• _Passage_:

^^^^

Traveling south in the valley from Fitzsimmons Cemetery a very early burial site most commonly known as the Waier burial ground is situated on the west side of the main road in the valley, which is now Pennsylvania Avenue, at the intersection of Mountain View Drive. There are no Waier markers in the small cemetery and John Waier and Sarah Clauson are buried in Fitzsimmons Cemetery. It may have more likely have been the property of Timothy Smith and Fanny Little and where both are buried, Timothy having the oldest dated marker in the cemetery – In memory of Timothy Smith died April 27th 1809 AE 57 years & 2 months. The Smiths had settled early in the valley in the 1780’s. The nine markers of this cemetery all lay flat in the lawn of the residence of the home on the northwest corner of the intersection. The last known burial was Fanny L. Chapman wife of J. B. Gale and she died November 21, 1880. Her death recorded in Elmira City death records states buried “town of Southport – private grounds.”

^^^^

• _What you will do_:
A. Translate this sentence from the passage on the Waier burial ground into Spanish: "The Smiths had settled early in the valley in the 1780’s."
B. Please continue the passage on the Waier burial ground, picking up after its final sentence.

• _Listed entries_:
^^^^

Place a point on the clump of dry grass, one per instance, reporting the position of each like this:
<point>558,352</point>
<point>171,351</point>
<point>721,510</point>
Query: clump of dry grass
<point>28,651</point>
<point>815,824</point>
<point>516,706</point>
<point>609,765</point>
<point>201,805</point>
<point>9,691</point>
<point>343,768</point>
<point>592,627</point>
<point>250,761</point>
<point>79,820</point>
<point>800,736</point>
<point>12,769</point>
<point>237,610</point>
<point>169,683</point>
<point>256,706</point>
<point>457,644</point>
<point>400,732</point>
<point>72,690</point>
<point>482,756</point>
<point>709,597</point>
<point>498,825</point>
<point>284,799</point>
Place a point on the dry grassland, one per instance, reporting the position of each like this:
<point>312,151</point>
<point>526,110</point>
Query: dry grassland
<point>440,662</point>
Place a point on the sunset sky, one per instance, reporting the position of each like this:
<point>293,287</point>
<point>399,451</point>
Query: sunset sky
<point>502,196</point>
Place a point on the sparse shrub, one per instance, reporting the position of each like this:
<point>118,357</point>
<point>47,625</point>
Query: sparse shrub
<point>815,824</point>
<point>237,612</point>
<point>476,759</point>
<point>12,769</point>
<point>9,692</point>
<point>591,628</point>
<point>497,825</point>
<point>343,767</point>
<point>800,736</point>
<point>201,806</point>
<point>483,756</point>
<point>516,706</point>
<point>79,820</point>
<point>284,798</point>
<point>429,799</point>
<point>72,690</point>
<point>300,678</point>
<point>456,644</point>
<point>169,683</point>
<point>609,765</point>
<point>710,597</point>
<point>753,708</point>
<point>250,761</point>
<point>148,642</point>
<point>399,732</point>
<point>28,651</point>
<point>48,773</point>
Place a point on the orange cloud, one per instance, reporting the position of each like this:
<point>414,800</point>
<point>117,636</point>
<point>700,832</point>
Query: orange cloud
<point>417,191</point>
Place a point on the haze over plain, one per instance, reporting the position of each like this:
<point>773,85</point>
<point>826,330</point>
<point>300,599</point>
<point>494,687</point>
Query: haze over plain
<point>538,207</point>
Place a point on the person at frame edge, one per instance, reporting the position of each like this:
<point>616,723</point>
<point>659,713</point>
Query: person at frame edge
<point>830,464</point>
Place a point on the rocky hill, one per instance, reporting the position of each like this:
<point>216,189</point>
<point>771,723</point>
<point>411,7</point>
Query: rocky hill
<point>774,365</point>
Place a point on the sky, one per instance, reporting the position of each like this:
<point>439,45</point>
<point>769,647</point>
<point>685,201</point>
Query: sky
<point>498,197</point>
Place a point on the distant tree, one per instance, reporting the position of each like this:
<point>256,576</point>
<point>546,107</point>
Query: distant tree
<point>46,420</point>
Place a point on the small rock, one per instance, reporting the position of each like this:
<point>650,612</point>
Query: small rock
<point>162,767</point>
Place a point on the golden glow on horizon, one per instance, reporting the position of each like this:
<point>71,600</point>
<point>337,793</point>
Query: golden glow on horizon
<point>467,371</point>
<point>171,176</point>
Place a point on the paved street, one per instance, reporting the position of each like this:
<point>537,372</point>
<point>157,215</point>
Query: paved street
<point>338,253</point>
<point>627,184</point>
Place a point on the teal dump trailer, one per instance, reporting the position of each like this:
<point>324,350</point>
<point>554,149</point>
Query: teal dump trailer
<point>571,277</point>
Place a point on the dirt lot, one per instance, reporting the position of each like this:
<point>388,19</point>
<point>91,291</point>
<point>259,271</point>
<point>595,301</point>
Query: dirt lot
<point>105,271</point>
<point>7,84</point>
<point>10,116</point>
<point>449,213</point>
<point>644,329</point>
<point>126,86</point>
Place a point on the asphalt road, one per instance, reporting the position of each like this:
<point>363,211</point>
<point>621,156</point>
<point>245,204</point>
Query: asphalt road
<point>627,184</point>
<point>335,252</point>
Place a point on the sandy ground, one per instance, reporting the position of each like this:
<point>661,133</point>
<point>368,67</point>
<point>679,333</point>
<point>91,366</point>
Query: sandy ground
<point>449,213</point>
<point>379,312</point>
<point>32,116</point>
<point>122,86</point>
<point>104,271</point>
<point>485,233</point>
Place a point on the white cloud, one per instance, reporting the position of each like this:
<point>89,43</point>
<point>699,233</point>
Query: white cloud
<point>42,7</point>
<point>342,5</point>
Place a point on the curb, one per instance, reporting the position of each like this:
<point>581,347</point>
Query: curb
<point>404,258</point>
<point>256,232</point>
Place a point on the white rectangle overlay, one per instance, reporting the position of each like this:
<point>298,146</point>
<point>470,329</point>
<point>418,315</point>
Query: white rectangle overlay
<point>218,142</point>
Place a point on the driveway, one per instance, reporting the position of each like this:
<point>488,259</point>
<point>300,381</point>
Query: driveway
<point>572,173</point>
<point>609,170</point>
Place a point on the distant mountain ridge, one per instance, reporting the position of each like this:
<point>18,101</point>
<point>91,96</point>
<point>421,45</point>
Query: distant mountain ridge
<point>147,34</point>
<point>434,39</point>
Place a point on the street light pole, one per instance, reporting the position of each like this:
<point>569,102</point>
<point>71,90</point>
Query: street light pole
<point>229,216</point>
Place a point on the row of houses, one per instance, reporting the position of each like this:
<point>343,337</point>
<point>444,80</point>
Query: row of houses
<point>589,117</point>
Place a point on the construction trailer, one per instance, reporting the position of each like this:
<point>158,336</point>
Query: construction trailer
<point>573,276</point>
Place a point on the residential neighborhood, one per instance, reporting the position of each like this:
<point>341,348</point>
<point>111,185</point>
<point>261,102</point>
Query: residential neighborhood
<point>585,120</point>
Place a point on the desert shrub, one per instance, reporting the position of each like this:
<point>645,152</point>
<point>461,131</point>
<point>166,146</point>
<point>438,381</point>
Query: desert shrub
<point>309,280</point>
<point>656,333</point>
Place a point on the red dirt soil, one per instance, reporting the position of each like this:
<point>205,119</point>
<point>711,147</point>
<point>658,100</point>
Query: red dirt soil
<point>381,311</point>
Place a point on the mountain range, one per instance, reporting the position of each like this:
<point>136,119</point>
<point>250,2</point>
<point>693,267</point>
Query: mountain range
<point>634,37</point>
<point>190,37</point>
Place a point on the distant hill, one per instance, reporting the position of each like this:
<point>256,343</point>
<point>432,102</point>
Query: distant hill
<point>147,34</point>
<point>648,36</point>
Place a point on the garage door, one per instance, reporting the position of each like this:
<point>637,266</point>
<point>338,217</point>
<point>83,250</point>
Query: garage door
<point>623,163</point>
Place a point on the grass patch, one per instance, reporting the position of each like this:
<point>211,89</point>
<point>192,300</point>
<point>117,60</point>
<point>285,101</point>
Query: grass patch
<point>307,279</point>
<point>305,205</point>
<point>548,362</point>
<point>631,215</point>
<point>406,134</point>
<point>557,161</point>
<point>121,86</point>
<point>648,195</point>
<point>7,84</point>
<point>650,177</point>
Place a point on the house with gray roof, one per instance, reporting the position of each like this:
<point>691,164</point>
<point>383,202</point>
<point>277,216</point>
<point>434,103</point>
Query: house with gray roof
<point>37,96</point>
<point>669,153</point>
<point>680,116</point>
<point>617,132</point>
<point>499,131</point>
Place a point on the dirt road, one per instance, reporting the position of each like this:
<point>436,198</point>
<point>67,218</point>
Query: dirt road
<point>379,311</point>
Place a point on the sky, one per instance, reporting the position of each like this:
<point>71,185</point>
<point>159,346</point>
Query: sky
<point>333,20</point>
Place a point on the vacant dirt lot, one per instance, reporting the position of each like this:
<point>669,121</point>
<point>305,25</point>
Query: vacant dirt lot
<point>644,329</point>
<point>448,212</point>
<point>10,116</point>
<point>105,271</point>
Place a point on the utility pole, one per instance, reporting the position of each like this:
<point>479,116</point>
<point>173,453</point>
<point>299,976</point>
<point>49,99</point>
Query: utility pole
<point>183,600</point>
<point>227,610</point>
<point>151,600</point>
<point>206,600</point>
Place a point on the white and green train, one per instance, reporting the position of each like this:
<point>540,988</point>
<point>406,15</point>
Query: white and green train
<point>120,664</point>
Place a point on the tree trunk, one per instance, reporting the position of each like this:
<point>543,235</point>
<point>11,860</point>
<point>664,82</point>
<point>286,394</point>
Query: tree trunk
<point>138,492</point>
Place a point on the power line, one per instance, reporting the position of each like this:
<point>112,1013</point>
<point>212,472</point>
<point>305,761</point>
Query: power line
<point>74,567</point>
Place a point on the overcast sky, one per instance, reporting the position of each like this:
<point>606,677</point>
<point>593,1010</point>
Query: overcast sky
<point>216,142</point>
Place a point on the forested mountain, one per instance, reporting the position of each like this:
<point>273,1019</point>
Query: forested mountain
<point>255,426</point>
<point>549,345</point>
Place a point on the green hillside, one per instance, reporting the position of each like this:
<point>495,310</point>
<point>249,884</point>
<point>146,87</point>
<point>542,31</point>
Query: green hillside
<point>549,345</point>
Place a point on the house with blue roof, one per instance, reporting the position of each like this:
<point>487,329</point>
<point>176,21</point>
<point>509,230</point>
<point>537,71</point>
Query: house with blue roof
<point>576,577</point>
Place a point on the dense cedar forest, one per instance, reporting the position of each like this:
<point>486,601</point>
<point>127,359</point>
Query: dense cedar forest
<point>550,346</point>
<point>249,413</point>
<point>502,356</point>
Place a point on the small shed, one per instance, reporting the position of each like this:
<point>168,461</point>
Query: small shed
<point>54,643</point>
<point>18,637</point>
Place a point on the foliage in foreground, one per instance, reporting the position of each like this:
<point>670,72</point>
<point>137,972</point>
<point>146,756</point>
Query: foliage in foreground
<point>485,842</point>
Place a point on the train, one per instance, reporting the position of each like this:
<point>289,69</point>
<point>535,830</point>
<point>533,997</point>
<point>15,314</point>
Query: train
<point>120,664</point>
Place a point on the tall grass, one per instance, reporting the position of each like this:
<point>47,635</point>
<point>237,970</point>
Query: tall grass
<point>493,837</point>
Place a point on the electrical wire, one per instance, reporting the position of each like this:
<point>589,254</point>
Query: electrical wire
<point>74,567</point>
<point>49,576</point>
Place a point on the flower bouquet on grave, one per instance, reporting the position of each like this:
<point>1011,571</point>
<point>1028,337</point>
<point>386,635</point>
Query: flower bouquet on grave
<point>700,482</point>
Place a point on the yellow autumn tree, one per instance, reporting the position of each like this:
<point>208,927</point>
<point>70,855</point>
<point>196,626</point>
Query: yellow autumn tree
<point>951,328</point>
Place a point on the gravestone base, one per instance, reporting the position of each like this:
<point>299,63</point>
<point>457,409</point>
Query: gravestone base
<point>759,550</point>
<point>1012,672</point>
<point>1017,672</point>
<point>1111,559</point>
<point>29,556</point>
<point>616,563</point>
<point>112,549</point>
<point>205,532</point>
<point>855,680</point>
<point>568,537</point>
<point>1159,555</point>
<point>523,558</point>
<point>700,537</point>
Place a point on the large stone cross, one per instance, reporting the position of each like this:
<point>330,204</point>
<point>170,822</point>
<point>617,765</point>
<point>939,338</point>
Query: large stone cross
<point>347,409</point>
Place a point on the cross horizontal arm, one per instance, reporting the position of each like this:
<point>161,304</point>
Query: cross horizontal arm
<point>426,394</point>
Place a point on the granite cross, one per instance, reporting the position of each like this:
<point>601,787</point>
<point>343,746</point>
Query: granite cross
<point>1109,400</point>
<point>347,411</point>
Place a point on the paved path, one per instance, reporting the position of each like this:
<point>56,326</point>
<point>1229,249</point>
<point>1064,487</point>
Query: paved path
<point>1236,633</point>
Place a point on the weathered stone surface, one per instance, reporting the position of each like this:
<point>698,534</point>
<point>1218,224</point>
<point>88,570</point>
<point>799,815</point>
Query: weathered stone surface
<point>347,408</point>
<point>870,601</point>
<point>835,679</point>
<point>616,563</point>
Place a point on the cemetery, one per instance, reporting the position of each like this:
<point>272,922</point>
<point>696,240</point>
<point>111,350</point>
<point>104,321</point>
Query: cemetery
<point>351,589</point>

^^^^

• _Responses to the tasks_:
A. Los Smith se habían establecido temprano en el valle en la década de 1780.

B.
Traveling south, the Marvin family burial site is on the west side of
Pennsylvania Avenue just north of Beckwith Road. The oldest dated marker
is Mark son of Archibald and Elizabeth Marvin died Nov. 23, 1824 12y 3m
19d. His father Archibald died Aug 26, 1825 50 years. There are seventeen
inscribed markers in the cemetery. It has often been called Beckwith Cemetery
from the fact that Julia Marvin daughter of Archibald Marvin married Robert
Beckwith and lived in the residence beside the cemetery and was buried
A short distance south of the Marvin Cemetery is the Pine City Cemetery, a public cemetery. The oldest dated marker is Zervirah daughter of James and Laura Seely who has a marked inscribed Sept 25, 1837 but she was reinterred there from another cemetery, her parents having previously resided in Bradford County, Pennsylvania and in later years moving to Southport. The other burials in the cemetery occurred several years later, with two of the earliest markers dated 1851.
Henry son of Ephraim & Louisa Brewer died Sept 25, 1851 Ag’d 17Y’rs 5Mo’s 11D’s
Levi son of L. & A. Furgeson July 13, 1850 Dec 21, 1851
Early in 1852 is recorded the burial of Jane Arnot.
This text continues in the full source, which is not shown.